- [Study material]:

= Beginning of Section =

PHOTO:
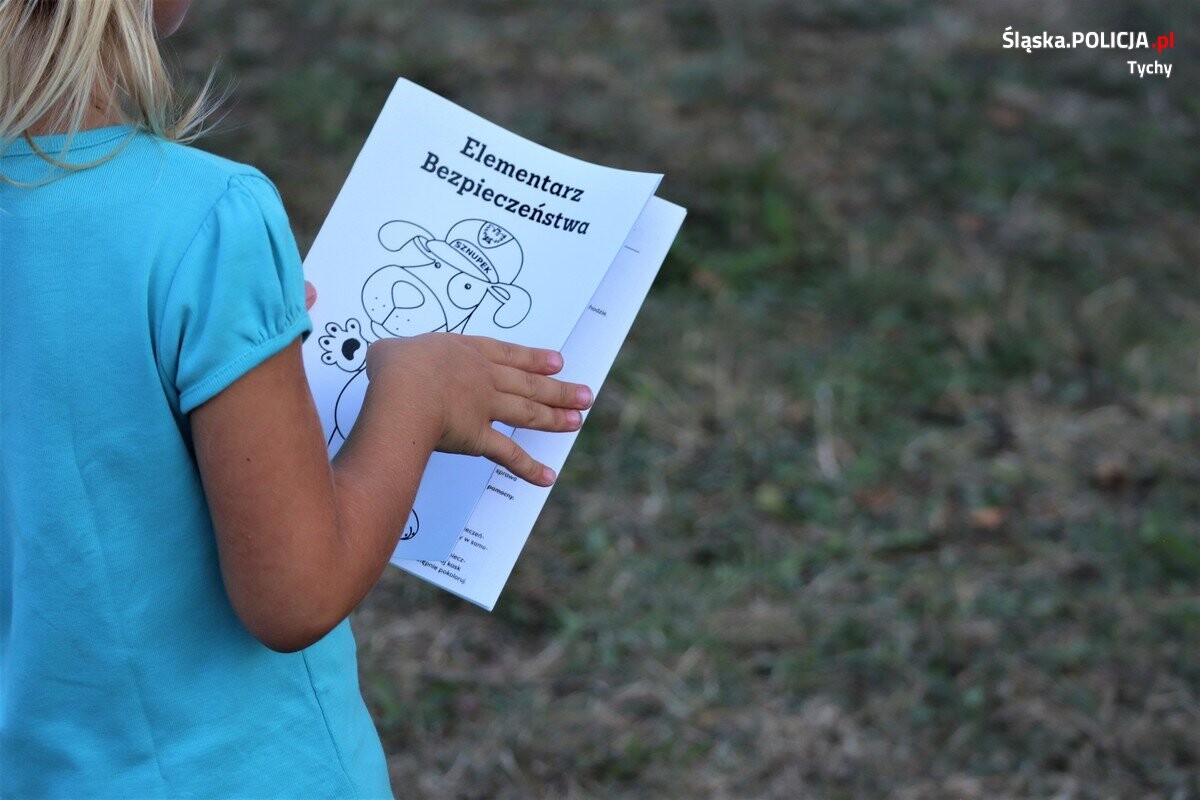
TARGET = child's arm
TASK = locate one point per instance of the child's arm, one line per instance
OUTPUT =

= End of Section =
= Beginning of Section =

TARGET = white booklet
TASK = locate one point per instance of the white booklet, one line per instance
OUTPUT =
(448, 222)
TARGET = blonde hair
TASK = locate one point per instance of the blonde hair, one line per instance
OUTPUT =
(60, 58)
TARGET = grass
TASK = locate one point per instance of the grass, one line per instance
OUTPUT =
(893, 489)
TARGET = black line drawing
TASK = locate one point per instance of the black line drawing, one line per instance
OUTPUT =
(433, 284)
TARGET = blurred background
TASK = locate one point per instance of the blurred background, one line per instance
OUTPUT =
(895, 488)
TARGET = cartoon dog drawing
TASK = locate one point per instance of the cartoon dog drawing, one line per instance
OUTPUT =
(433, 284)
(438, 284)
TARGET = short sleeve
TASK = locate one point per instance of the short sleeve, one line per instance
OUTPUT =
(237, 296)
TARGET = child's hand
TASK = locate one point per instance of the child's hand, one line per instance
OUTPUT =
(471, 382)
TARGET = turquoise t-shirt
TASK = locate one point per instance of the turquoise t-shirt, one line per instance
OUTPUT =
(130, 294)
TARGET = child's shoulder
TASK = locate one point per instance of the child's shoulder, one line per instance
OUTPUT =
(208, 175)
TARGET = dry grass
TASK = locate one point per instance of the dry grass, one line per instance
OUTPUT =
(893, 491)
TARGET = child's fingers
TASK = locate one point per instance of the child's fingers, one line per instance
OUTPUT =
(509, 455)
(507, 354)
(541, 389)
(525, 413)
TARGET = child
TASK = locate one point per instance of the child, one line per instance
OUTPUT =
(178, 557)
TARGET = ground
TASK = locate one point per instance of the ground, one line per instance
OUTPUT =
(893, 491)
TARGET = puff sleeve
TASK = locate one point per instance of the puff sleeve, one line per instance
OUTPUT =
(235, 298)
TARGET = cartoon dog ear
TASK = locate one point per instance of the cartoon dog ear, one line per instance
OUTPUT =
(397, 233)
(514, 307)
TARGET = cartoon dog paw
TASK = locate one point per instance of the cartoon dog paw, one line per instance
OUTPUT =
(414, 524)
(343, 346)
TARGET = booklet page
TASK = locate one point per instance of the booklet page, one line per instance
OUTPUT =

= End of Section =

- [Prompt]:
Look through the material above and print exactly the lines from the one containing "TASK = locate one point per instance of the black" to the one containing "TARGET = short sleeve", both included, and nothing more.

- [Solution]:
TASK = locate one point per instance of the black line drawing, one line per instance
OUTPUT =
(433, 284)
TARGET = blurred background
TASK = locate one point per instance of the blurred background, one line per instance
OUTPUT =
(895, 488)
TARGET = cartoon dog drawing
TASK = locate one point per instance of the cartoon dog drawing, one line per instance
OUTPUT =
(433, 284)
(438, 284)
TARGET = short sleeve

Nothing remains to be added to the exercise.